Copy these lines, switching every "clicks" to "points" and leaving everything else as it is.

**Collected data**
=-=-=
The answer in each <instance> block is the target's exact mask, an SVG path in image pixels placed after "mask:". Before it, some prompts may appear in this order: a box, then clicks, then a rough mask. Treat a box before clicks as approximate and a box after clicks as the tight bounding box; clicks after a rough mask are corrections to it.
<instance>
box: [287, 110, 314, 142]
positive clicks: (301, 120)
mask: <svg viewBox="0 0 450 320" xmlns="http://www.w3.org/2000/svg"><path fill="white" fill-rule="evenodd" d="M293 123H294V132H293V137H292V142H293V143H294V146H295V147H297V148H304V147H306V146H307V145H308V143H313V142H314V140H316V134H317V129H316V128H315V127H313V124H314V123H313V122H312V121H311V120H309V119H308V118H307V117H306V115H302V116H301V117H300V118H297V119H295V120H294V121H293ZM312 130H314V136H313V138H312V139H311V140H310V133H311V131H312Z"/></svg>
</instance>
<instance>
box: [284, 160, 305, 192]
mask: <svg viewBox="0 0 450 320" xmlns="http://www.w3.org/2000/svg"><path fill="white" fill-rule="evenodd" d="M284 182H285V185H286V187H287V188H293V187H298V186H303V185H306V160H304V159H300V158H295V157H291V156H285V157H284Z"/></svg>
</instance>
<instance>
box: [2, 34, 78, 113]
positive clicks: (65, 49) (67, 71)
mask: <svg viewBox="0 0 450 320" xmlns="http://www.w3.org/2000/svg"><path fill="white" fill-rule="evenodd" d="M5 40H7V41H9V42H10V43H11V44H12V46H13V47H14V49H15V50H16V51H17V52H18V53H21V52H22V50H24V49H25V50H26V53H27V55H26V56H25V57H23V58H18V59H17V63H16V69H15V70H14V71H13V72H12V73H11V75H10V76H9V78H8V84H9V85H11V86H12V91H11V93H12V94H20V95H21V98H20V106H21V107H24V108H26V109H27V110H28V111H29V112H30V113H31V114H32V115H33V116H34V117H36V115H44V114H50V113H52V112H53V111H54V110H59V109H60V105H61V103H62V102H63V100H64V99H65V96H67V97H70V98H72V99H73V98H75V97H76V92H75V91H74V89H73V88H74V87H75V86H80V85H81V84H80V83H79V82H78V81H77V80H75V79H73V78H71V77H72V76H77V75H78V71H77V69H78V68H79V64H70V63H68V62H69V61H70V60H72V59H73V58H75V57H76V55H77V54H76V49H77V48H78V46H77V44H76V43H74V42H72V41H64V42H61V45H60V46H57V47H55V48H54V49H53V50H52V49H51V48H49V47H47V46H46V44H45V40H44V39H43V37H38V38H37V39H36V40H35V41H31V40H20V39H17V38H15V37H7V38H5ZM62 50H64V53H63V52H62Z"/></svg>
=-=-=
**EXERCISE ANSWER**
The answer in each <instance> block is the target's exact mask, an SVG path in image pixels placed after "mask:". Before it, some prompts may appear in this order: a box, then points, then a rough mask. Treat a box before points as approximate and a box after points as the tight bounding box; points after a rough mask are corrections to it.
<instance>
box: [287, 110, 314, 142]
positive points: (301, 120)
mask: <svg viewBox="0 0 450 320" xmlns="http://www.w3.org/2000/svg"><path fill="white" fill-rule="evenodd" d="M293 123H294V132H293V137H292V142H293V143H294V146H295V147H297V148H304V147H306V146H307V145H308V143H313V142H314V140H316V134H317V129H316V128H315V127H313V124H314V123H313V122H312V121H311V120H309V119H308V118H307V117H306V115H302V116H301V117H300V118H297V119H295V120H294V121H293ZM312 130H314V136H313V138H312V139H311V140H310V133H311V131H312Z"/></svg>
</instance>
<instance>
box: [284, 160, 305, 192]
mask: <svg viewBox="0 0 450 320" xmlns="http://www.w3.org/2000/svg"><path fill="white" fill-rule="evenodd" d="M284 182H285V185H286V187H287V188H293V187H298V186H303V185H306V160H304V159H300V158H295V157H291V156H285V157H284Z"/></svg>
</instance>
<instance>
box: [2, 34, 78, 113]
positive points: (65, 49) (67, 71)
mask: <svg viewBox="0 0 450 320" xmlns="http://www.w3.org/2000/svg"><path fill="white" fill-rule="evenodd" d="M5 40H7V41H9V42H10V43H11V44H12V46H13V47H14V49H15V50H16V51H17V52H18V53H21V52H22V50H24V49H25V50H26V53H27V55H26V56H25V57H23V58H18V59H17V63H16V69H15V70H14V71H13V72H12V73H11V75H10V76H9V78H8V84H9V85H11V86H12V91H11V93H12V94H20V95H21V98H20V106H21V107H24V108H26V109H27V110H28V111H29V112H30V113H31V114H32V115H33V116H34V117H36V115H44V114H50V113H52V112H53V111H54V110H59V109H60V105H61V103H62V102H63V100H64V99H65V96H67V97H70V98H72V99H73V98H75V97H76V92H75V91H74V89H73V88H74V87H75V86H80V85H81V84H80V83H79V82H78V81H77V80H75V79H73V78H71V77H72V76H77V75H78V71H77V69H78V68H79V64H70V63H68V62H69V61H70V60H72V59H73V58H75V57H76V55H77V54H76V49H77V48H78V46H77V44H76V43H74V42H72V41H64V42H61V45H60V46H57V47H55V48H54V49H53V50H52V49H51V48H49V47H47V46H46V44H45V40H44V39H43V37H38V38H37V39H36V40H35V41H31V40H20V39H17V38H15V37H7V38H5ZM62 50H64V53H63V52H62Z"/></svg>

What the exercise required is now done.